» **What to work on**:
Please reproduce only the material from the line with "indicate the building" through the end, including both that line and the last one, and scale every point coordinate in the answers by 1.9, rounding to whole numbers with halves going up. Leave the requests and their sample coordinates unchanged.

═══ Input data

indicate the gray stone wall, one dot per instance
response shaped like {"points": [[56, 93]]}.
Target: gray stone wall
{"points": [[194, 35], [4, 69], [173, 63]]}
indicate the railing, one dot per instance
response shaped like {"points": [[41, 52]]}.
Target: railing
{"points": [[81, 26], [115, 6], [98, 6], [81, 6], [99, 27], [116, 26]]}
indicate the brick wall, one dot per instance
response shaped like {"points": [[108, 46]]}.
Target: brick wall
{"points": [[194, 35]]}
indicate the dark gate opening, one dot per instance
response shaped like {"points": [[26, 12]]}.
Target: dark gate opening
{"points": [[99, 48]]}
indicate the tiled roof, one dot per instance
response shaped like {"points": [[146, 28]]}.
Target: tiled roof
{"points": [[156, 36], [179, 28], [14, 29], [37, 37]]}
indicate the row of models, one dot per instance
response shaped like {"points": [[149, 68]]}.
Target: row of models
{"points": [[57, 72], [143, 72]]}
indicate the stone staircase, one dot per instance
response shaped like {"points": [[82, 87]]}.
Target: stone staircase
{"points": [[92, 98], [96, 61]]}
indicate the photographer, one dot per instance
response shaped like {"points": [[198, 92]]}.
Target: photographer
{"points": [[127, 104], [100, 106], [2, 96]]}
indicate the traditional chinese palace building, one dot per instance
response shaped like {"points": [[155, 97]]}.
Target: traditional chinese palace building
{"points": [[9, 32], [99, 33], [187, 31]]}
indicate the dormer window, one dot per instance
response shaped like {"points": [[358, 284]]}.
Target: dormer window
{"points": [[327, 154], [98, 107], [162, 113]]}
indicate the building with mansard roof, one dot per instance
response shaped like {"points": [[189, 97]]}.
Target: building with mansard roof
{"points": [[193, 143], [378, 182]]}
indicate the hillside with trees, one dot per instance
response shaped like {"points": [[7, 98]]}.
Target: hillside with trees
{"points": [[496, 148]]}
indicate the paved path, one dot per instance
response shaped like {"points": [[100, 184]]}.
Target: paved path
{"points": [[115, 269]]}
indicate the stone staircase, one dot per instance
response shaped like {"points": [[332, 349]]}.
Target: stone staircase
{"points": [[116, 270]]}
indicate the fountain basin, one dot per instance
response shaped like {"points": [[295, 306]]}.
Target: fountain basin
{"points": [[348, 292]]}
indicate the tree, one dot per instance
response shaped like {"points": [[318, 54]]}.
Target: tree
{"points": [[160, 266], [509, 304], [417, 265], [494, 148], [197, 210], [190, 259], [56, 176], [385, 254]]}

══════

» **Solution to this exercise**:
indicate the building with mansard roof, one dot per instance
response shaped like {"points": [[189, 97]]}.
Target: building with mansard roof
{"points": [[367, 272], [718, 346]]}
indicate the hillside with trees, one dot per instance
response shaped like {"points": [[7, 98]]}.
Target: hillside with trees
{"points": [[942, 281]]}
indicate the paved path, one dot per instance
response shaped like {"points": [[100, 184]]}.
Target: paved path
{"points": [[219, 511]]}
indicate the stone staircase, one dot per instance
response shaped like {"points": [[332, 349]]}.
Target: stone staircase
{"points": [[220, 513]]}
indicate the fountain basin, one dot per instance
response shaped like {"points": [[295, 306]]}.
Target: fountain basin
{"points": [[661, 555]]}
indicate the tree, one dot per instance
response shaped like {"points": [[318, 54]]}.
Target: tree
{"points": [[304, 505], [967, 578], [792, 504], [939, 281], [374, 399], [361, 492], [106, 334], [732, 483]]}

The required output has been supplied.